[Start of Attachment]

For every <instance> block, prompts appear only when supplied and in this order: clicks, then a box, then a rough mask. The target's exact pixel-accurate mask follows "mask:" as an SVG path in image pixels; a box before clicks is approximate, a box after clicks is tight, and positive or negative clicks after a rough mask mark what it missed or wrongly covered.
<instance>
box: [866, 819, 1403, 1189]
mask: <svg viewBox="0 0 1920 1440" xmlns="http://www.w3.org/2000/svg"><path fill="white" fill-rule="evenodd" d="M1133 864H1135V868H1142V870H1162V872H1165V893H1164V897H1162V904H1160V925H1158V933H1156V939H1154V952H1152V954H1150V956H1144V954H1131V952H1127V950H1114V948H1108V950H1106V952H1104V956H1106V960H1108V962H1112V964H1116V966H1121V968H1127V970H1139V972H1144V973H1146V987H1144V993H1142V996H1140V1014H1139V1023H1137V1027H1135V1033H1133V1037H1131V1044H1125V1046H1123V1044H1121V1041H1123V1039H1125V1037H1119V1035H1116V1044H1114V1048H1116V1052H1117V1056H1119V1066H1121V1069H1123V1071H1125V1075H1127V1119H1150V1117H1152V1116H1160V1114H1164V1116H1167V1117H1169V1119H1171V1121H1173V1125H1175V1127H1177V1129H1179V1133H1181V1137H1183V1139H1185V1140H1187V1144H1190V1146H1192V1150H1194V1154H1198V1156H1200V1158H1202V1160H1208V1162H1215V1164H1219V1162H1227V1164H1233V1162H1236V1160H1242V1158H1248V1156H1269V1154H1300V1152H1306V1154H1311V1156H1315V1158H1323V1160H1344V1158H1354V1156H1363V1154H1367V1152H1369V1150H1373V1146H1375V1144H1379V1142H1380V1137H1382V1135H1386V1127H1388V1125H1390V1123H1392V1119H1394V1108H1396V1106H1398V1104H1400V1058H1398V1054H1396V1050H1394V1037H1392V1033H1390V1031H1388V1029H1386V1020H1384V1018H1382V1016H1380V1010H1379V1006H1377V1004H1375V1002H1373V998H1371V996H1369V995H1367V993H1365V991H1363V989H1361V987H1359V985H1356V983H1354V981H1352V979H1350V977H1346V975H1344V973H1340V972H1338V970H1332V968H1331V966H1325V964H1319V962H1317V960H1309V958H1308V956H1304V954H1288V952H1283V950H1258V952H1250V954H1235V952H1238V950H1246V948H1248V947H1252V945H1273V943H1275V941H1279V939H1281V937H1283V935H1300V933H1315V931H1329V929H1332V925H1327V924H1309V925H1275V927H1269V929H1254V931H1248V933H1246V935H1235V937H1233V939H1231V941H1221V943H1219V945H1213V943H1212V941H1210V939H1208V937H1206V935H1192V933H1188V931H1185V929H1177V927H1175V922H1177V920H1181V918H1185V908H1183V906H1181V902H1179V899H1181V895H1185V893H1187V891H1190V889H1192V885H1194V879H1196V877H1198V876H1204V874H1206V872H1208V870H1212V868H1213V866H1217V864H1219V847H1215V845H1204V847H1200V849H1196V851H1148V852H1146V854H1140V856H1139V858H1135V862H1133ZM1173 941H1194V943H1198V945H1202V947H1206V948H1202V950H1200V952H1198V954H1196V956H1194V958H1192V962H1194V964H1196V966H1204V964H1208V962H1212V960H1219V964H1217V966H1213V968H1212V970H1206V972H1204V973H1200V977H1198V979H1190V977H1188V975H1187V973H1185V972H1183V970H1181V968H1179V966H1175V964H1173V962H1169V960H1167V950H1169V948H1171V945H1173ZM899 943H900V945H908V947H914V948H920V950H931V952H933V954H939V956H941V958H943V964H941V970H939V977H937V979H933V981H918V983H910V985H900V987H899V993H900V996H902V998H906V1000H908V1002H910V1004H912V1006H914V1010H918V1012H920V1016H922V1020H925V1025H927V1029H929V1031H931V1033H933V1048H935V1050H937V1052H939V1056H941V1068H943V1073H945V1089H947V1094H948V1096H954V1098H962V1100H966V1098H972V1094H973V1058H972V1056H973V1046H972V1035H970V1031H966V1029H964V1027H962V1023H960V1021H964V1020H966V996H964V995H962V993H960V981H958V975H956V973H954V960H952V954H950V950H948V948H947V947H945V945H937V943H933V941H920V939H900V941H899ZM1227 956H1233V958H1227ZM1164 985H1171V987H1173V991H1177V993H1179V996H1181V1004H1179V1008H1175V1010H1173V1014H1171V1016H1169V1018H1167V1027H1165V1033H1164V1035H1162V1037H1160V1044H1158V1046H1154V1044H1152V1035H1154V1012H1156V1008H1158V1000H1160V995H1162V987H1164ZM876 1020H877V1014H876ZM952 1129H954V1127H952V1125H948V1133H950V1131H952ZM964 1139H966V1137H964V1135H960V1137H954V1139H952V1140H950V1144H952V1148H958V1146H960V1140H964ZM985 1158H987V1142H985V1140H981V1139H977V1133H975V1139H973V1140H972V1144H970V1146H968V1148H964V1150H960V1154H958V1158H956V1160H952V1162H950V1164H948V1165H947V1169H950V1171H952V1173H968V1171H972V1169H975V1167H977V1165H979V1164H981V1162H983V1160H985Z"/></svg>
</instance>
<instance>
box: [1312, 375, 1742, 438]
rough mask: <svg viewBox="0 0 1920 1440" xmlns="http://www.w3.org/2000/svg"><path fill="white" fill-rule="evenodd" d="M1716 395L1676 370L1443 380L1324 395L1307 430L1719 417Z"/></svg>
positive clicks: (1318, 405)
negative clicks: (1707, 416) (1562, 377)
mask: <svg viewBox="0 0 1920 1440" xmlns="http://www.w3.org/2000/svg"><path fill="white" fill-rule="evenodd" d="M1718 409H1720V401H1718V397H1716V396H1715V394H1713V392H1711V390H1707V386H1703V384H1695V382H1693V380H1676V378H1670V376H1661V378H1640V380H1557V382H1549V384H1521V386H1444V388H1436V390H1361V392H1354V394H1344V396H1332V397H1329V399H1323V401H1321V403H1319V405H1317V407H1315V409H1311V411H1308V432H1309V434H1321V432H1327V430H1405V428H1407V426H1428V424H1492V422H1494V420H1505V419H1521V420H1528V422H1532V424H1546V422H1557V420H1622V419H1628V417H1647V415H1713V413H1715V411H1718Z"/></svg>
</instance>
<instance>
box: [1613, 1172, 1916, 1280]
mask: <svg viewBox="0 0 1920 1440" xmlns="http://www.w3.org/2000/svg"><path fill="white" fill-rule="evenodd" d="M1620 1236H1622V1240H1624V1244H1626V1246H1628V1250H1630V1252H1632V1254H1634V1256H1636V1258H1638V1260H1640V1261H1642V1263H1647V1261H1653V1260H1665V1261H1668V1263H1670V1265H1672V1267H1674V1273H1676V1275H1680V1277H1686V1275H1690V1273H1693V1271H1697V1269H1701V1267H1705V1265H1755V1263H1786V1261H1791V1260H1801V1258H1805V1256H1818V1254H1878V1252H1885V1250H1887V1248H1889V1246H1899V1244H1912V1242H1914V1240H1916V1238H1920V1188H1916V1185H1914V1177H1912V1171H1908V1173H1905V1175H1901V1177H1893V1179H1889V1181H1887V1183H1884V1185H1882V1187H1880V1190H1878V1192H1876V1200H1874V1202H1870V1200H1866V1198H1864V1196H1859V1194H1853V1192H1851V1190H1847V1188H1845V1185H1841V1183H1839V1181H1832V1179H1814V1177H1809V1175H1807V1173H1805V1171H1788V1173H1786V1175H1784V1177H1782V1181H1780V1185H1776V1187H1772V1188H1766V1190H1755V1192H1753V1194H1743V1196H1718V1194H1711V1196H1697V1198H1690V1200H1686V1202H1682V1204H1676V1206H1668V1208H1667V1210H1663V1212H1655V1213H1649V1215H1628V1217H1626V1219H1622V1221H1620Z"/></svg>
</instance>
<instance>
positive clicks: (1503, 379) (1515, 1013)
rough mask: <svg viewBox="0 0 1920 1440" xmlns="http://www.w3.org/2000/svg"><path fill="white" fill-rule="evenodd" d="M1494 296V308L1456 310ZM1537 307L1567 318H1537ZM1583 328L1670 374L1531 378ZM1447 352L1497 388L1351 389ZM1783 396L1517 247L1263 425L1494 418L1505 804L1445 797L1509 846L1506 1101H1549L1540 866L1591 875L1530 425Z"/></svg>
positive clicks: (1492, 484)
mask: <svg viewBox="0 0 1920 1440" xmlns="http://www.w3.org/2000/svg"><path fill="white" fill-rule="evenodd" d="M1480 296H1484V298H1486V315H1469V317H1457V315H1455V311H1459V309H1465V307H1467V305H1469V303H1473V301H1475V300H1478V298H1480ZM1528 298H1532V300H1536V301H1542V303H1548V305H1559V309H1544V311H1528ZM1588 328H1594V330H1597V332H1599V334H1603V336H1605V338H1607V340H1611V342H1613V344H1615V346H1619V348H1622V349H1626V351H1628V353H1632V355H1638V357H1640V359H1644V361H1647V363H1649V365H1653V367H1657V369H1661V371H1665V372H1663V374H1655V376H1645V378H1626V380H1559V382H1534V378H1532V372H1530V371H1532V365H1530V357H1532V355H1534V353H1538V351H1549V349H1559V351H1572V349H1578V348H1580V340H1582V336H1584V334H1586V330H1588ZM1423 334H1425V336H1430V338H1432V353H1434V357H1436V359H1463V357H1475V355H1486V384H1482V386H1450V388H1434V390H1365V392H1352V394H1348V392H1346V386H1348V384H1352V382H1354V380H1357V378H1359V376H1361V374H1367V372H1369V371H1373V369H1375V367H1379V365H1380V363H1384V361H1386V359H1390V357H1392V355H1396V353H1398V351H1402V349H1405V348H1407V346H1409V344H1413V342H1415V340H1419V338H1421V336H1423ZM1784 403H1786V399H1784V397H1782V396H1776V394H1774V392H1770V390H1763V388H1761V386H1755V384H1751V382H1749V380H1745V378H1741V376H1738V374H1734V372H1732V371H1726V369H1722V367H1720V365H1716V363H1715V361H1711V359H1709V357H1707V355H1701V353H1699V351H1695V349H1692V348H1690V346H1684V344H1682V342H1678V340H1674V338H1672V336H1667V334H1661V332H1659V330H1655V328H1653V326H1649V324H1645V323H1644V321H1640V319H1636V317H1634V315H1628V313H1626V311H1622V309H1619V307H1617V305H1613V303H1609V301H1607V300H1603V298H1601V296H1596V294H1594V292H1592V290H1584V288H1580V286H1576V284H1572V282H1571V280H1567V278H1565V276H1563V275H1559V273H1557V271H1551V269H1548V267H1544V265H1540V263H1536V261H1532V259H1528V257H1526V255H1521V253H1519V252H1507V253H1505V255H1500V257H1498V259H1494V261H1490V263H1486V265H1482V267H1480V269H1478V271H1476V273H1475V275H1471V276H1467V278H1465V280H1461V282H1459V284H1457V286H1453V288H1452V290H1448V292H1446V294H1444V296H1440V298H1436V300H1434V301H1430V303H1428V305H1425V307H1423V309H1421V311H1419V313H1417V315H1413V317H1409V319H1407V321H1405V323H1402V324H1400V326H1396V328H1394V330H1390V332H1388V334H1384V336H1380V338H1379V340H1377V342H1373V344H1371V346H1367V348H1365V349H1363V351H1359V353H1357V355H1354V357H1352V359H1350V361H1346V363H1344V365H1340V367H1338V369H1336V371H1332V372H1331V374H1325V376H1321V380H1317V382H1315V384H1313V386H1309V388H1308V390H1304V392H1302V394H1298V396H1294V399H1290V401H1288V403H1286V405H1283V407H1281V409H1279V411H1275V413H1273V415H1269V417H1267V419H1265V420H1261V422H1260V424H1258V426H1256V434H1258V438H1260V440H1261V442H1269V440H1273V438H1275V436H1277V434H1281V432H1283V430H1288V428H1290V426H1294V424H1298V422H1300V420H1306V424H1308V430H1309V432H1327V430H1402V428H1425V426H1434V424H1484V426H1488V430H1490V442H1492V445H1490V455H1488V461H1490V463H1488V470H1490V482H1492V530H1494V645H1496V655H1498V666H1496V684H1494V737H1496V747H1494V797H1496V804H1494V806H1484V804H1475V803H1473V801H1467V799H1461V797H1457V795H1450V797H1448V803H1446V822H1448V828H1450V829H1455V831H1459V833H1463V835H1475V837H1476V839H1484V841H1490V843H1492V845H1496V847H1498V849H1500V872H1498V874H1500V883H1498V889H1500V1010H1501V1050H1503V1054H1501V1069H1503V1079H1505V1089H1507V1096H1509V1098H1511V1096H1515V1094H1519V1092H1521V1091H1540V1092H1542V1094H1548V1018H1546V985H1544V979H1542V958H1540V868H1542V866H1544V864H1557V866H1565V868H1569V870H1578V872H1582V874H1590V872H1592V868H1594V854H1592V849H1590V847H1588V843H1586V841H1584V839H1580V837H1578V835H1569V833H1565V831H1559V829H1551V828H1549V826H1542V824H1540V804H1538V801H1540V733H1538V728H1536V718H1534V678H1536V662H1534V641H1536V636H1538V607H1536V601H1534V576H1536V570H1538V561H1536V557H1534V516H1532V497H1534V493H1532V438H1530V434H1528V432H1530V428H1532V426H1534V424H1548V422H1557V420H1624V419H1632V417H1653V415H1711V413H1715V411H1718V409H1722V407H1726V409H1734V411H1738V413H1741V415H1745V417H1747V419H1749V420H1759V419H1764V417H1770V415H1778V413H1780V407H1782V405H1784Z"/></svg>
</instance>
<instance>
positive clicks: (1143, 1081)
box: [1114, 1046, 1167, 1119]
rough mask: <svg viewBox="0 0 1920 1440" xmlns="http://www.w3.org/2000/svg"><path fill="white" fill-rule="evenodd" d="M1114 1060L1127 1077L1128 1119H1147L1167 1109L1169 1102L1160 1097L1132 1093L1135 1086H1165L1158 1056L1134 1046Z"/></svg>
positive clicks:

[End of Attachment]

* Required action
Can you rewrite the lines starting at the very beginning of the records and ending at the line containing "box: [866, 819, 1403, 1189]", both included, as a JSON list of strings with one string per line and blank lines omitted?

* Answer section
[
  "For every <instance> block, prompts appear only when supplied and in this order: clicks, then a box, then a rough mask. The target's exact pixel-accurate mask follows \"mask:\" as an SVG path in image pixels; a box before clicks is approximate, a box after clicks is tight, and positive or negative clicks after a rough mask mark what it missed or wrongly covered.",
  "<instance>",
  "box: [866, 819, 1403, 1189]"
]